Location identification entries
--------

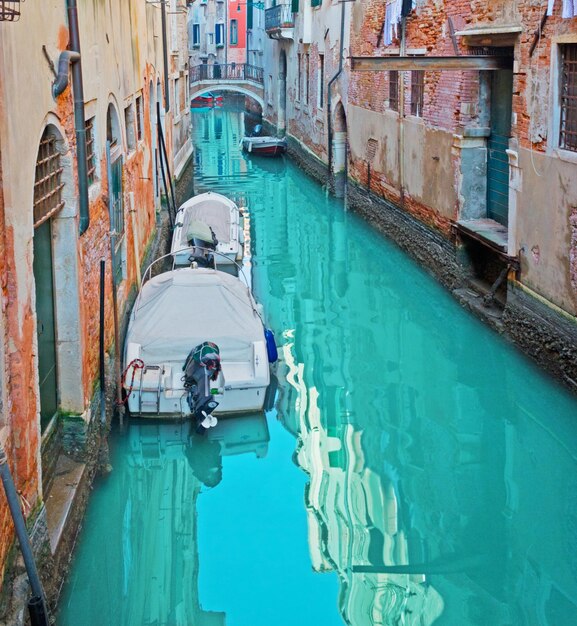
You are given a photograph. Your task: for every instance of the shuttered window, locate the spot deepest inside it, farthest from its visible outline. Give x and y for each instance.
(394, 90)
(417, 92)
(568, 126)
(48, 183)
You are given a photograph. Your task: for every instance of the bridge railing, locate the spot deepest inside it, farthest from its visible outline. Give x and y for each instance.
(229, 72)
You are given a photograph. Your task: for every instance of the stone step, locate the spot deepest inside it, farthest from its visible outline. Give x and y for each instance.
(65, 487)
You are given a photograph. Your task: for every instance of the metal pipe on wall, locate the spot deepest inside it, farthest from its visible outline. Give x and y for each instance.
(79, 119)
(329, 92)
(165, 54)
(38, 607)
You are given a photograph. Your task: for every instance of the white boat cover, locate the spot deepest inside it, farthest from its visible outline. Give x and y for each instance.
(211, 208)
(180, 309)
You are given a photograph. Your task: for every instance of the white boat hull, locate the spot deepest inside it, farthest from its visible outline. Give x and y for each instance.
(159, 340)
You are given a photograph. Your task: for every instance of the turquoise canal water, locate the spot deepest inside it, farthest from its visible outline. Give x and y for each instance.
(415, 470)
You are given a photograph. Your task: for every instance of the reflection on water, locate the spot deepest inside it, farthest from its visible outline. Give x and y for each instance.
(138, 561)
(438, 466)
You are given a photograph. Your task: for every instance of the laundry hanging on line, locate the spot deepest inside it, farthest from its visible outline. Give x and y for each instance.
(394, 11)
(569, 8)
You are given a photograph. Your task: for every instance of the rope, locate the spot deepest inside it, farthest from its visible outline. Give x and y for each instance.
(135, 364)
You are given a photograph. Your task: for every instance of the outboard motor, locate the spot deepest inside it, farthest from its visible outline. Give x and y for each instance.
(202, 366)
(202, 239)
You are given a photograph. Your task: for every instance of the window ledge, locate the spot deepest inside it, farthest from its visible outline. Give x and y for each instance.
(565, 155)
(94, 190)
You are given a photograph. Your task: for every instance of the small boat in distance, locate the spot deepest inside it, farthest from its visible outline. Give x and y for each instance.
(264, 146)
(207, 100)
(196, 345)
(208, 221)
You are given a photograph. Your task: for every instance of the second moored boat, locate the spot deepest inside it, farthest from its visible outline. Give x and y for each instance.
(196, 345)
(208, 221)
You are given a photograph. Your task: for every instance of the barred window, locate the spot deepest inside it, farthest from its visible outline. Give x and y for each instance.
(139, 118)
(48, 183)
(130, 127)
(568, 125)
(321, 78)
(90, 155)
(394, 90)
(417, 92)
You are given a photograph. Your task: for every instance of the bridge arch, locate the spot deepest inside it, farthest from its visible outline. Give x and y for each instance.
(199, 91)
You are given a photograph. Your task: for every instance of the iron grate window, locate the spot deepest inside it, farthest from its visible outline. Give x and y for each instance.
(90, 156)
(394, 90)
(417, 92)
(138, 102)
(568, 126)
(47, 181)
(10, 10)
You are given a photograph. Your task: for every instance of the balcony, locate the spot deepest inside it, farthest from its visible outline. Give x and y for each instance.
(279, 22)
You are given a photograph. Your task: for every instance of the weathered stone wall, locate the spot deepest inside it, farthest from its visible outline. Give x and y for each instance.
(122, 61)
(434, 169)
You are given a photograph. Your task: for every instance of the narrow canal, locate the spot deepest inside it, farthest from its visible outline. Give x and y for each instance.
(416, 469)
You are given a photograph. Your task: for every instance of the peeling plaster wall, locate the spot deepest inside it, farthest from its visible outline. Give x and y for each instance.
(316, 32)
(121, 54)
(546, 228)
(445, 172)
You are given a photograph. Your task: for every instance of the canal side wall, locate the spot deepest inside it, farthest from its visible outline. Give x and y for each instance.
(537, 327)
(53, 463)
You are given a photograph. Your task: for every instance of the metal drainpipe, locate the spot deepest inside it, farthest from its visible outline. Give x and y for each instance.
(79, 120)
(402, 52)
(22, 534)
(329, 95)
(165, 54)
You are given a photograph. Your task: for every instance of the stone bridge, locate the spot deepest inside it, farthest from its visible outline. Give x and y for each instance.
(239, 77)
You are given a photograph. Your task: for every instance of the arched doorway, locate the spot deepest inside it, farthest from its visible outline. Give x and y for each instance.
(115, 199)
(282, 70)
(339, 150)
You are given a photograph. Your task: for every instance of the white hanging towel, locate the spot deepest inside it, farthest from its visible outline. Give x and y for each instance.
(392, 18)
(569, 8)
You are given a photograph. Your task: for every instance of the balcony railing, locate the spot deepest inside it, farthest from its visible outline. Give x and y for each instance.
(229, 72)
(279, 17)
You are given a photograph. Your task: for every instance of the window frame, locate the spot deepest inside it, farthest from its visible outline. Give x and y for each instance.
(196, 35)
(321, 82)
(394, 91)
(233, 32)
(417, 89)
(219, 35)
(91, 173)
(567, 124)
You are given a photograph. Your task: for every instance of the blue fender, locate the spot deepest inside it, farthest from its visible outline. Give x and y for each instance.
(271, 349)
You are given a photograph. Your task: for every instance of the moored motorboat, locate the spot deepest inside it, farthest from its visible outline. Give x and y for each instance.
(264, 146)
(221, 215)
(196, 345)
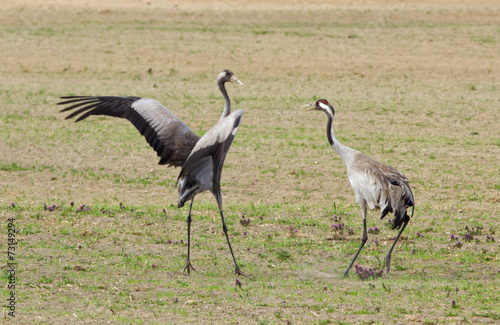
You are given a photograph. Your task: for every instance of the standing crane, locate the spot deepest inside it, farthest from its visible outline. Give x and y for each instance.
(376, 185)
(175, 143)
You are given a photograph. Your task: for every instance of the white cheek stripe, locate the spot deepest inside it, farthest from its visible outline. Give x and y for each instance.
(324, 106)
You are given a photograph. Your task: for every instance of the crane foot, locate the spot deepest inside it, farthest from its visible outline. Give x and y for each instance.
(237, 271)
(387, 263)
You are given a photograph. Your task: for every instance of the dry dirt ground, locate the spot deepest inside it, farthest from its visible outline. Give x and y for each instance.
(414, 84)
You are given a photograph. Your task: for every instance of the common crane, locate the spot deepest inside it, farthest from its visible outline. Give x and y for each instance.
(376, 185)
(175, 143)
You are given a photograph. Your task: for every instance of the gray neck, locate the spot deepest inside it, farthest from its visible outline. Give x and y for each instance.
(227, 102)
(344, 152)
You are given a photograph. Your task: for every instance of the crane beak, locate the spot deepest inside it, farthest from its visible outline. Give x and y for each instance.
(234, 79)
(310, 105)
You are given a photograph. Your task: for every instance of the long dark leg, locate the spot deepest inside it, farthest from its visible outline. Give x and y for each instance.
(224, 228)
(388, 256)
(188, 266)
(365, 236)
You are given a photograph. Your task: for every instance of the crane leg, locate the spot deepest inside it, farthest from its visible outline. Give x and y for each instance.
(388, 256)
(224, 228)
(188, 266)
(363, 241)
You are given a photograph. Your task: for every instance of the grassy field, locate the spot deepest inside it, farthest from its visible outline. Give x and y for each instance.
(100, 237)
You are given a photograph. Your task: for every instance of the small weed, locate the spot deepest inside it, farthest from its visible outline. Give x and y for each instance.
(366, 273)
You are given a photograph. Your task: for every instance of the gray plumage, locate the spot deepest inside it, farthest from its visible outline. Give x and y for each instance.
(174, 142)
(376, 185)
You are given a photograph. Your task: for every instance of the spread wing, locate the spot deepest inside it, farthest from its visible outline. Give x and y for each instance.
(169, 136)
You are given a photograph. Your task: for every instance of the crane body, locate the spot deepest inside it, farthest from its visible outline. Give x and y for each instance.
(376, 185)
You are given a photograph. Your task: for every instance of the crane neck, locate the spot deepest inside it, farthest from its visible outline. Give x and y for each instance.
(339, 148)
(227, 102)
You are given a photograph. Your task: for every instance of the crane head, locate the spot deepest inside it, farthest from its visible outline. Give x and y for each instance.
(322, 105)
(227, 75)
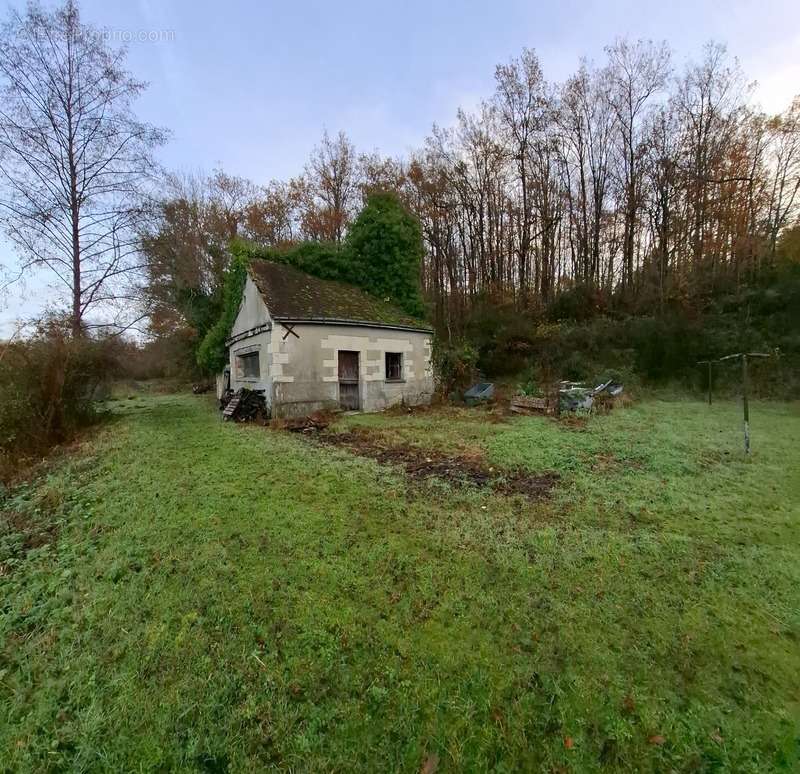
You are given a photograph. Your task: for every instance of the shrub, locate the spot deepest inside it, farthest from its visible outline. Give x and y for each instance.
(453, 363)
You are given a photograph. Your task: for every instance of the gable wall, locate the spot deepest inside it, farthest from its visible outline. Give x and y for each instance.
(305, 369)
(252, 314)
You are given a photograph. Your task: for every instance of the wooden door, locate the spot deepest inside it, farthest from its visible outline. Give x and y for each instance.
(348, 381)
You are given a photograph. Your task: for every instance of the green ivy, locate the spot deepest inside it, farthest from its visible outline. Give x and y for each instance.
(211, 354)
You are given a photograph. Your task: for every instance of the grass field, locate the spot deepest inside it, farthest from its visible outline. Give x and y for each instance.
(186, 594)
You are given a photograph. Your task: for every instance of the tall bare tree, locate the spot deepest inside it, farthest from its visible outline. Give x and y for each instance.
(636, 72)
(74, 160)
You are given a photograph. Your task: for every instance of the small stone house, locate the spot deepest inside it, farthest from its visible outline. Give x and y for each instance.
(314, 344)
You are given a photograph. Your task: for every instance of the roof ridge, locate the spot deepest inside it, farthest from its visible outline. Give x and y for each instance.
(291, 293)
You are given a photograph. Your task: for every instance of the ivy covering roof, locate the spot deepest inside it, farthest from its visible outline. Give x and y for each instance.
(291, 294)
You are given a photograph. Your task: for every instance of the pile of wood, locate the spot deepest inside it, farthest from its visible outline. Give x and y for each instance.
(246, 406)
(524, 404)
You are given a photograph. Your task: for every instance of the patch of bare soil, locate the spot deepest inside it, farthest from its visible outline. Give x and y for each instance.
(421, 464)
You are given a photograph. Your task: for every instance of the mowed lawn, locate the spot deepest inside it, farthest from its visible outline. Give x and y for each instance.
(184, 594)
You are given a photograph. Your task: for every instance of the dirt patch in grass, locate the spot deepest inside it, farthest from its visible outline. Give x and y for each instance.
(33, 534)
(459, 470)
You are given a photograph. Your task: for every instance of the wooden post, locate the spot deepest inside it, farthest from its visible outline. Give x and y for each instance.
(745, 404)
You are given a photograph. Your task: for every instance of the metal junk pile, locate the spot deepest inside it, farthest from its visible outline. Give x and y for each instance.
(569, 397)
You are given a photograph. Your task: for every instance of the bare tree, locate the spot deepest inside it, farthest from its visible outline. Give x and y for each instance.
(636, 72)
(332, 187)
(73, 157)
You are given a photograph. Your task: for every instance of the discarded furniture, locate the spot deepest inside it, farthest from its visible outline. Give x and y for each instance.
(479, 393)
(525, 404)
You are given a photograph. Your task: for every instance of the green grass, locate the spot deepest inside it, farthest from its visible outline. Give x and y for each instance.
(186, 594)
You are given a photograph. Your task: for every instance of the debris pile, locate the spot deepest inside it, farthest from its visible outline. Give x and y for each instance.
(307, 425)
(246, 406)
(526, 404)
(457, 470)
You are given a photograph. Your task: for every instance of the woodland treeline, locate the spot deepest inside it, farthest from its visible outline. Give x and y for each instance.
(635, 184)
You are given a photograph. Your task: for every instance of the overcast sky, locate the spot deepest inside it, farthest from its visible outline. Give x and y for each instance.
(251, 85)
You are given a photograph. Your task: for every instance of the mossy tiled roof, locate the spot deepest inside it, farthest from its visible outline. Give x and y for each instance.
(291, 294)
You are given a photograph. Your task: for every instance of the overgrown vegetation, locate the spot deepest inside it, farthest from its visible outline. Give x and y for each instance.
(381, 255)
(655, 349)
(48, 384)
(328, 614)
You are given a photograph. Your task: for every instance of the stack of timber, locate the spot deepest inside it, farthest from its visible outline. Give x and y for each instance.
(246, 406)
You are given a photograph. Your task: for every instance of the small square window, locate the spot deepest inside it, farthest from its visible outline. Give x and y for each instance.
(249, 365)
(394, 366)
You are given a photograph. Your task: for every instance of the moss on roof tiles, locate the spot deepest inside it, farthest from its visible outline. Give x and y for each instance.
(291, 294)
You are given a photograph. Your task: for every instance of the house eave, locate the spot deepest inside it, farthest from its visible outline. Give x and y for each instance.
(248, 333)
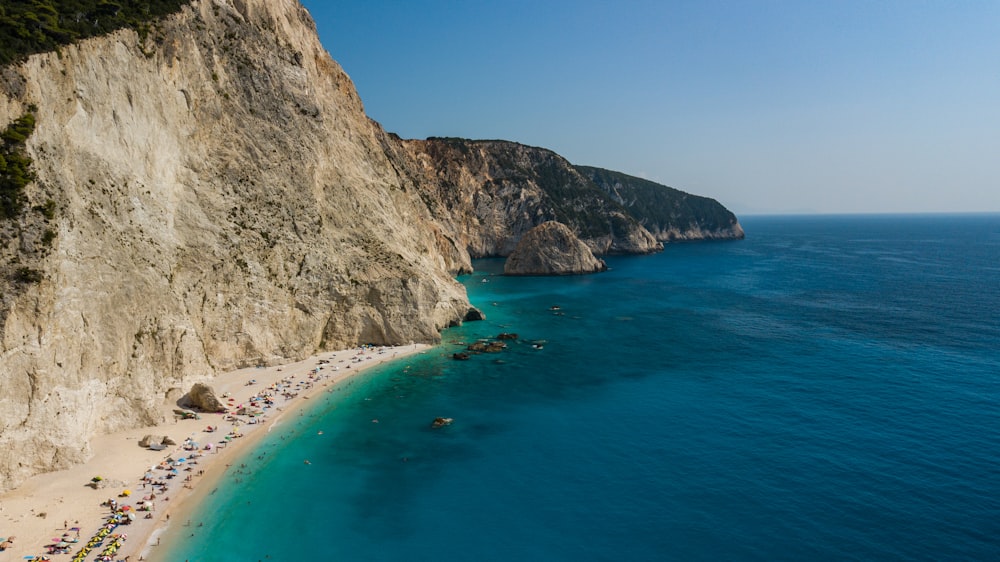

--------

Reproduce the lines from the one containing "of the house" through the end of the lines, and leave the pictures out.

You are given a photograph. Your task: for every instance of the house eave, locate the spot deepest inside it, farthest from its visible outline. Give x and y for each instance.
(248, 333)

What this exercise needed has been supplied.